**Source excerpt:**
═══

To: ild who wrote (225) | 6/23/2002 11:26:39 AM | From: freeus | | | Sorry to take so long. It was 100 billion.
This is the latest update to "Parallels 1920s-30s and Today":
TODAY
* AP, Agency: Deficit Likely Above $100B, on nytimes.com, June 16, 2002:
The federal deficit probably will soar beyond $100 billion this year, Congress' top budget analyst says, escalating a problem that both parties hope to capitalize on in this November's elections.
In its latest monthly review of Treasury Department data, the Congressional Budget Office said Friday that this year's shortfall should ``end up well above $100 billion.'' The red ink for the fiscal year running through Sept. 30 would be the first since 1997.
Dan Crippen, director of the nonpartisan office ... blamed the worsening budget picture on an equal mix of rising spending, declining revenue and the added interest the government would have to pay to cover the resulting extra borrowing.
With elections for control of the House and Senate less than five months away, Democrats are using the returning deficits to blast President Bush's tax cut of last year. Republicans are citing it as proof of the need to control spending...
As recently as March, the budget office foresaw a surplus this year of $5 billion, but that was before a tax-cutting economic stimulus package and a farm bill became law. Also not factored in was a roughly $30 billion anti-terrorism package Congress is debating...
In an interview this week, White House budget chief Mitchell Daniels declined to predict how large this year's deficit will be.
He said that while the economy is doing better than administration officials predicted, revenue collections are lower. He blamed that largely on weak performance by the stock market, which during its boom of the late 1990s provided huge amounts of federal revenue from taxes paid on stock options, bonuses and other forms of earnings...
* President Bush ... signed a farm bill today [May 13] that will shower billions of dollars in new subsidies on bread-basket states... "It will promote farmer independence, and preserve the farm way of life for generations," Bush said. "It helps America’s farmers, and therefore it helps America"...
Several Republicans complained that the bill will further strain the federal budget art a time when deficits are predicted... Sen. Richard G. Lugar ... called [it] "a recipe for a great deal of hurt and sadness, and at the expense of huge transfer payment from a majority of Americans to a very few" (Mike Allen, Bush Signs Bill Providing Big Farm Subsidy Increases, washingtonpost.com, May 14, 2002).

═══

(Entries taken from a collection)

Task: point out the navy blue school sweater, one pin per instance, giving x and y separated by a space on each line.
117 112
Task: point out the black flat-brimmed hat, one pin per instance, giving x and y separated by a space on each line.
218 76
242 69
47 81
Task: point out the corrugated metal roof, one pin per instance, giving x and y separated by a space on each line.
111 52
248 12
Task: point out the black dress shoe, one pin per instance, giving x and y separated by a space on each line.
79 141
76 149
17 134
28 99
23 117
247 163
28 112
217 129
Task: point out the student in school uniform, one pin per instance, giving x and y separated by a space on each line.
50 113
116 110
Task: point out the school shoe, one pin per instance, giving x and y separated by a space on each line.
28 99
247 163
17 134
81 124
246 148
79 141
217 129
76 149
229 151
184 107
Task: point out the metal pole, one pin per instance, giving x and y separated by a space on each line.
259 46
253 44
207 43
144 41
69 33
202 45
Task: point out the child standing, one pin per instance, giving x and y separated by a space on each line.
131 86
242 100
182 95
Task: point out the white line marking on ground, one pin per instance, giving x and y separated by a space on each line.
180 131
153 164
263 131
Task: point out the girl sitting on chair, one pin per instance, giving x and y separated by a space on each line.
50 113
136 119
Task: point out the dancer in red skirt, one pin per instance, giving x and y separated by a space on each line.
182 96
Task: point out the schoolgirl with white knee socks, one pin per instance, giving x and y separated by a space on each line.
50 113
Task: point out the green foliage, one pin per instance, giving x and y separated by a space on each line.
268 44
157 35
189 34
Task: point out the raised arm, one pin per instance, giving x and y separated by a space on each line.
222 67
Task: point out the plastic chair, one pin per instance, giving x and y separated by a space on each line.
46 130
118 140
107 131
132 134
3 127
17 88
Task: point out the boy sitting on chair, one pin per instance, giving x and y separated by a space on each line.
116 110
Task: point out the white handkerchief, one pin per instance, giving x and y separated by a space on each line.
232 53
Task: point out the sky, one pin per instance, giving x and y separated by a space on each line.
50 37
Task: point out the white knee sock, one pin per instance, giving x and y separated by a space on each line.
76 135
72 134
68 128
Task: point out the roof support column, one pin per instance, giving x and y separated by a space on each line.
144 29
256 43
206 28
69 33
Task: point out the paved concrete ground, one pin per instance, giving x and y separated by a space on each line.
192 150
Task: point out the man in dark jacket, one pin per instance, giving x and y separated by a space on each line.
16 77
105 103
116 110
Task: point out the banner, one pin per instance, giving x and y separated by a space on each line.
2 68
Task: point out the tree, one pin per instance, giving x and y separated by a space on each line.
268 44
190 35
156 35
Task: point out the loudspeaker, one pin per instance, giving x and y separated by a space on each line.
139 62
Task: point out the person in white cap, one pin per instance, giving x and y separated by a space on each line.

═══

**Exercise set:**
- 1) Decide whether each statement agrees with the excerpt on the federal deficit, answering yes or no and quoting the words of the excerpt that settle it. (a) In March, the budget office expected a $5 billion surplus for this year. (b) Mitchell Daniels predicted that this year's deficit would exceed $100 billion. (c) Dan Crippen blamed the worsening budget picture mainly on declining revenue.
- 2) Format the entries from the line containing "Task: point out the raised" through the last line of the entries as a JSON list of strings, one string per line, leaving out blank lines.
The text about the federal deficit and the entries come from different sources.

**The solutions:**
- 1)
(a) Yes: "As recently as March, the budget office foresaw a surplus this year of $5 billion"
(b) No: "declined to predict how large this year's deficit will be"
(c) No: "an equal mix of rising spending, declining revenue and the added interest the government would have to pay to cover the resulting extra borrowing"

- 2)
[
  "Task: point out the raised arm, one pin per instance, giving x and y separated by a space on each line.",
  "222 67",
  "Task: point out the plastic chair, one pin per instance, giving x and y separated by a space on each line.",
  "46 130",
  "118 140",
  "107 131",
  "132 134",
  "3 127",
  "17 88",
  "Task: point out the boy sitting on chair, one pin per instance, giving x and y separated by a space on each line.",
  "116 110",
  "Task: point out the white handkerchief, one pin per instance, giving x and y separated by a space on each line.",
  "232 53",
  "Task: point out the sky, one pin per instance, giving x and y separated by a space on each line.",
  "50 37",
  "Task: point out the white knee sock, one pin per instance, giving x and y separated by a space on each line.",
  "76 135",
  "72 134",
  "68 128",
  "Task: point out the roof support column, one pin per instance, giving x and y separated by a space on each line.",
  "144 29",
  "256 43",
  "206 28",
  "69 33",
  "Task: point out the paved concrete ground, one pin per instance, giving x and y separated by a space on each line.",
  "192 150",
  "Task: point out the man in dark jacket, one pin per instance, giving x and y separated by a space on each line.",
  "16 77",
  "105 103",
  "116 110",
  "Task: point out the banner, one pin per instance, giving x and y separated by a space on each line.",
  "2 68",
  "Task: point out the tree, one pin per instance, giving x and y separated by a space on each line.",
  "268 44",
  "190 35",
  "156 35",
  "Task: point out the loudspeaker, one pin per instance, giving x and y separated by a space on each line.",
  "139 62",
  "Task: point out the person in white cap, one pin per instance, giving x and y separated by a space on each line."
]